## Problèmes à résoudre
(1) Indiquez si chacune des affirmations suivantes concorde avec l'extrait sur la contrefaçon reproduit ci-dessous. Répondez par oui ou non et citez les mots décisifs du texte.
(a) Les autorités mènent de plus en plus d'opérations de saisie de grande ampleur.
(b) Les codes barre sont présentés comme un moyen d'assurer la traçabilité des produits.
(c) Le partage d'informations entre acteurs concurrents demeure rare.
(2) Recopiez sans rien changer le passage de l'extrait sur la contrefaçon qui va de « Ce type de missions » à « sur ces problématiques? ».
(3) D'après l'extrait sur la contrefaçon, quelles technologies servent à améliorer la traçabilité des produits ?

## Extrait cité

________________

Dans un contexte de litige, le mandataire souhaitera disposer de tout élément lui permettant de renforcer son action en contrefaçon auprès des instances civiles ou pénales et ainsi obtenir un dédommagement (dommages et intérêts, mesures d’interdiction, publication judiciaire, retrait des produits des circuits de distribution), voire une condamnation de l’acteur poursuivi (amende, peine d’emprisonnement), en fonction de la stratégie adoptée (action en contrefaçon, concurrence déloyale, parasitisme ou confusion).
Ce type de missions reposera sur le recours aux outils adaptés afin de permettre un constat descriptif d’huissier ou la mise en place d’une saisie-contrefaçon.
Une démarche « terrain » et online de collecte d’échantillons reposant sur des capteurs locaux permettra d’identifier les zones de recel qui permettront ensuite de remonter la longue et complexe filière des intermédiaires au producteur.
Voyez-vous auprès de vos clients un changement de méthode/mentalité depuis quelques années sur ces problématiques?
Nous constatons effectivement une sensibilité accrue des acteurs à ces problématiques, et notamment une augmentation croissante des moyens mis en œuvre (unités dédiées à l’analyse de produits contrefaits, mise en place de campagnes de sensibilisation sur les réseaux sociaux etc..).
La coopération se renforce entre ces acteurs et les autorités, qui multiplient les opérations de saisie d’envergure (opérations Pangea, Mamba, Giboia ou Porcuoine d’Interpol), de même que la « coopétition », rendant désormais fréquent le partage d’informations entre acteurs concurrents.
De nouvelles avancées techniques ne cessent par ailleurs d’émerger, permettant d’améliorer :
- L’inviolabilité des produits (sceaux de sécurité) ;
- Leur identification (codes barre)
- Leur traçabilité (Datamatrix, RFID)
- Leur authentification (hologrammes, marqueurs chimiques/Truscan etc..)

________________

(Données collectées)
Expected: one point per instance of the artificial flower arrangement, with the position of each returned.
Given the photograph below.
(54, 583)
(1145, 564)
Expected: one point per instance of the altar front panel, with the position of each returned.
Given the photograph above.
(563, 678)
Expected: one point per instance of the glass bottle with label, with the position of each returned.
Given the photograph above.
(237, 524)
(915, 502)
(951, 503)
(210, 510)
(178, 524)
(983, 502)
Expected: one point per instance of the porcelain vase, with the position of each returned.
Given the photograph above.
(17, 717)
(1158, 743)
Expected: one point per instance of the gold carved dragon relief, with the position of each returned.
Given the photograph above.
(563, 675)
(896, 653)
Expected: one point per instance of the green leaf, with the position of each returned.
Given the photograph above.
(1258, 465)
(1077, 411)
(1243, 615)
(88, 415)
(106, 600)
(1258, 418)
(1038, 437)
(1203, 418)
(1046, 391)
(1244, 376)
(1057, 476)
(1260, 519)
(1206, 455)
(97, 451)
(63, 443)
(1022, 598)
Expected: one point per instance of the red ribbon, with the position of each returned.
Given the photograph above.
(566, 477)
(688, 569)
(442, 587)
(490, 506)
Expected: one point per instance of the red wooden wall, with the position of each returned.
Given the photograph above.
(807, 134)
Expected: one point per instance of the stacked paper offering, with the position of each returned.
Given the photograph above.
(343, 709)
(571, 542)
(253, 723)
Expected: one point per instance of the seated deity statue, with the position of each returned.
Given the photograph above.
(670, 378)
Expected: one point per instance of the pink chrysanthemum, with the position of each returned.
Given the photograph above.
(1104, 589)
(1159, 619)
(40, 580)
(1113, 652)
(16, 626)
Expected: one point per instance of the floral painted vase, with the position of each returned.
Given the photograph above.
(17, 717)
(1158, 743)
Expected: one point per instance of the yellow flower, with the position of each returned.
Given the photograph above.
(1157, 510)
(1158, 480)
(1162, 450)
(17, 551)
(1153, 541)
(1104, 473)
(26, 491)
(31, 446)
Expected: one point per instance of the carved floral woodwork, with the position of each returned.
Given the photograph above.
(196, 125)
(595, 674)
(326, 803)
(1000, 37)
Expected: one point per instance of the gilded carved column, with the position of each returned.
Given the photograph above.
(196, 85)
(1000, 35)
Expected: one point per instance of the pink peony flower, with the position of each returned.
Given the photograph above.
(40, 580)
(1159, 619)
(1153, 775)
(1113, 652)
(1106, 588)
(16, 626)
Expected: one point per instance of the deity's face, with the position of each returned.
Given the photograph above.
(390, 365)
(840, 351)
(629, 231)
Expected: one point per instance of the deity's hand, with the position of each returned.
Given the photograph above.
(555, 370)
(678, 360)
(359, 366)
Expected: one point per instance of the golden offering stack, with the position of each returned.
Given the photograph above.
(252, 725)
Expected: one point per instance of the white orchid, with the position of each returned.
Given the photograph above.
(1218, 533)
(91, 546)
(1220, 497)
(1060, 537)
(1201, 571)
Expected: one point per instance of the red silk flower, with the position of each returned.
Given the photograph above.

________________

## Solutions proposées
(1)
(a) Oui : « les autorités, qui multiplient les opérations de saisie d’envergure ».
(b) Non : « Leur identification (codes barre) ».
(c) Non : « rendant désormais fréquent le partage d’informations entre acteurs concurrents ».

(2)
Ce type de missions reposera sur le recours aux outils adaptés afin de permettre un constat descriptif d’huissier ou la mise en place d’une saisie-contrefaçon.
Une démarche « terrain » et online de collecte d’échantillons reposant sur des capteurs locaux permettra d’identifier les zones de recel qui permettront ensuite de remonter la longue et complexe filière des intermédiaires au producteur.
Voyez-vous auprès de vos clients un changement de méthode/mentalité depuis quelques années sur ces problématiques?

(3) Datamatrix et RFID.